◆ **The exercise**: Edit the lines from the one with "Is there any white" up to and including the one with "679, 82, 694, 92", changing "white rock" to "pale boulder". Give back only those lines, with all else unchanged.

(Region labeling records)
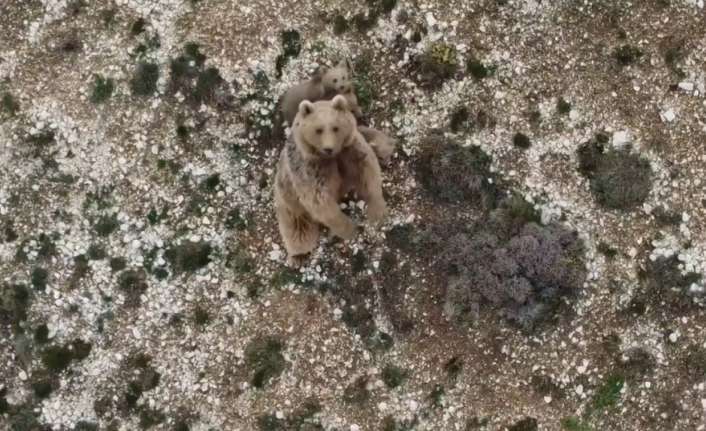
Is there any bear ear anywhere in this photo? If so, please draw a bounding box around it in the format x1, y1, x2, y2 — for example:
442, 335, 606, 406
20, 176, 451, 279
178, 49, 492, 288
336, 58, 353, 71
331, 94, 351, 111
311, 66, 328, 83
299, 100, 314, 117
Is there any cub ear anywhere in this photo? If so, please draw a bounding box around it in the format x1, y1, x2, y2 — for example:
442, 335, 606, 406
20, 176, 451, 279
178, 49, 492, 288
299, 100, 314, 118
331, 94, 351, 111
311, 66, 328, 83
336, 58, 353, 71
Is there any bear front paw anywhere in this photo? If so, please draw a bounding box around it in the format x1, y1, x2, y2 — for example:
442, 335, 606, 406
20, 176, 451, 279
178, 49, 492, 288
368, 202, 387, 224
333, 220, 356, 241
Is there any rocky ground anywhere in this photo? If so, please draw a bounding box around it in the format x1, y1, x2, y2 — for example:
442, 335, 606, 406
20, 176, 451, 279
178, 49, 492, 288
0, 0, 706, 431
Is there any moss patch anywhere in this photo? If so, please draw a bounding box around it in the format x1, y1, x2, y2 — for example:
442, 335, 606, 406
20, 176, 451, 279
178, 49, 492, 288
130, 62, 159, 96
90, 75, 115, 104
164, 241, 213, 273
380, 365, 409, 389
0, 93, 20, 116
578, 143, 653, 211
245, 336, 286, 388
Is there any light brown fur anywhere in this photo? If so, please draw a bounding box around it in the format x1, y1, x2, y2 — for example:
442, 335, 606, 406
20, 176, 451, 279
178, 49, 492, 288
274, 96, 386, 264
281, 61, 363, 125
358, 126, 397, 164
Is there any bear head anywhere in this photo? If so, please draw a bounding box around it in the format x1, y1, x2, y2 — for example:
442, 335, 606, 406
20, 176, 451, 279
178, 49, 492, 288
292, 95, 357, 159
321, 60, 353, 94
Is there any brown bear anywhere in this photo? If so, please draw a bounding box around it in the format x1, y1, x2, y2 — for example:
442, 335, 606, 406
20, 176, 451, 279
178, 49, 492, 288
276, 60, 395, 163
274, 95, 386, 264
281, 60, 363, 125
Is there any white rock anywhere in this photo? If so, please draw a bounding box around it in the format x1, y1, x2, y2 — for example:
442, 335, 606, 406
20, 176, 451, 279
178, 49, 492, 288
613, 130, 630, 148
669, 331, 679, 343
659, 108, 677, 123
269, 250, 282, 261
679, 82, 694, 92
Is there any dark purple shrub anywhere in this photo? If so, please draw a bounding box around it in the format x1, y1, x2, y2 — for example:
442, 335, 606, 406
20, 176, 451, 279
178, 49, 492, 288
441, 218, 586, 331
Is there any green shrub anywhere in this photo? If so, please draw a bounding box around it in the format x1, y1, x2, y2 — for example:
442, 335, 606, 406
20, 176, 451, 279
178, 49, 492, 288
* * *
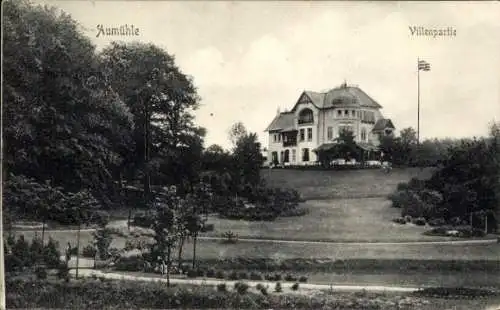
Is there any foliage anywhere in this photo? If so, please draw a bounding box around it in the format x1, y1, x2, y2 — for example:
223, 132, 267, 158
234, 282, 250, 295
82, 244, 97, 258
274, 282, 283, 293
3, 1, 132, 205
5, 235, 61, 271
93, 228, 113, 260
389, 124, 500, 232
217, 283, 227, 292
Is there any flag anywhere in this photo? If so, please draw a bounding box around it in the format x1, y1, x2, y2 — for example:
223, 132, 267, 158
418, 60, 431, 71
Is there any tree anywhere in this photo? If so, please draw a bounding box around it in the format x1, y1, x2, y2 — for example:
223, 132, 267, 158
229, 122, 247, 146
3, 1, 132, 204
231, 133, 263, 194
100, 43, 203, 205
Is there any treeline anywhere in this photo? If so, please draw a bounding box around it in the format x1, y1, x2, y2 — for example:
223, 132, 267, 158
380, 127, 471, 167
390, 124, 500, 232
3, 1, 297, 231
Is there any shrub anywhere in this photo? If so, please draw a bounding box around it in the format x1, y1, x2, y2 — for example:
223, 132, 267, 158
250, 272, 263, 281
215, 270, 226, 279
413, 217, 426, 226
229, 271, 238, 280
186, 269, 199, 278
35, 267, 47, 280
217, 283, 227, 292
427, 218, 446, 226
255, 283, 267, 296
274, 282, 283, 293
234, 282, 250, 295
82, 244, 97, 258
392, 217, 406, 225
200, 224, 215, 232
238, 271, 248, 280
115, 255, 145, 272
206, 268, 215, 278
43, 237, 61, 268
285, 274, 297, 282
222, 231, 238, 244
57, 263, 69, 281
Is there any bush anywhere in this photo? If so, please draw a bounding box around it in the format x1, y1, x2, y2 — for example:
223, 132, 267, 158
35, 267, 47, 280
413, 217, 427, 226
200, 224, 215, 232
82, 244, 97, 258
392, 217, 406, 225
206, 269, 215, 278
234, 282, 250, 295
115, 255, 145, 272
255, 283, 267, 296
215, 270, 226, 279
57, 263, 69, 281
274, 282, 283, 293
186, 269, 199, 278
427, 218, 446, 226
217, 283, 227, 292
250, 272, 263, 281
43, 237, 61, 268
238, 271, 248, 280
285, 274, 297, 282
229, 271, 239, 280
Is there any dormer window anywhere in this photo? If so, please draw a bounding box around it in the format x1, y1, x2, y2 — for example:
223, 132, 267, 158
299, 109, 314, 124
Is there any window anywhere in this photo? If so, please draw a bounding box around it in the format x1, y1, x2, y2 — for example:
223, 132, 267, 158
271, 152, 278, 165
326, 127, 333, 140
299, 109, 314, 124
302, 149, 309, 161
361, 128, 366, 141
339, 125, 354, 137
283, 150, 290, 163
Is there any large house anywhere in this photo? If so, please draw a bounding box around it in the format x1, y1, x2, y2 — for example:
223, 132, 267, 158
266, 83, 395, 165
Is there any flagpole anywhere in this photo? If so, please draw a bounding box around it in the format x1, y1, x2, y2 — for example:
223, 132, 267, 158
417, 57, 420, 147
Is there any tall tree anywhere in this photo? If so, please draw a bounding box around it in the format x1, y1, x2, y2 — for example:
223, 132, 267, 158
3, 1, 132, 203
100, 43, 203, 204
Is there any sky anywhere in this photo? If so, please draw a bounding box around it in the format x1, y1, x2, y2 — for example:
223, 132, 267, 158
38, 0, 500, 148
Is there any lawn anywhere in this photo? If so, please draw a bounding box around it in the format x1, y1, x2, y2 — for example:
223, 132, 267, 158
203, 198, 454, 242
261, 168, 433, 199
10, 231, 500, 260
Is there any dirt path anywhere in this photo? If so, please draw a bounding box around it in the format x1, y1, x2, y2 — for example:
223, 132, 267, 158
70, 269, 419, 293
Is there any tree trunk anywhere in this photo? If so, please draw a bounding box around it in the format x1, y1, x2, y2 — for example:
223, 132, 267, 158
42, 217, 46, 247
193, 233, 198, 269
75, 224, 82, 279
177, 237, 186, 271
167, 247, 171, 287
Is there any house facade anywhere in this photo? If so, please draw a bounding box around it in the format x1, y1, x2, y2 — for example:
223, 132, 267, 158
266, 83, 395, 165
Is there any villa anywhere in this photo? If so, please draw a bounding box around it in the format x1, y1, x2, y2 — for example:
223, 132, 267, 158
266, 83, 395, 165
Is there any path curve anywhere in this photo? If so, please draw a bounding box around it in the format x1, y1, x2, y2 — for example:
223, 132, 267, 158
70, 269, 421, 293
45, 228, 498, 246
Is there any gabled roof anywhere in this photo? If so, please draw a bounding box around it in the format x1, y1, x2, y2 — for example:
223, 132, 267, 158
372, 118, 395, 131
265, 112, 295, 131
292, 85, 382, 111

◆ **Correct response**:
Is there any pale boulder anywhere in this photo? If so, please draw a bounding box around it in the format x1, y1, x2, y2 — for example:
442, 335, 606, 406
20, 176, 451, 279
178, 49, 492, 288
613, 130, 630, 148
669, 331, 679, 343
659, 108, 677, 123
269, 250, 282, 261
679, 82, 694, 92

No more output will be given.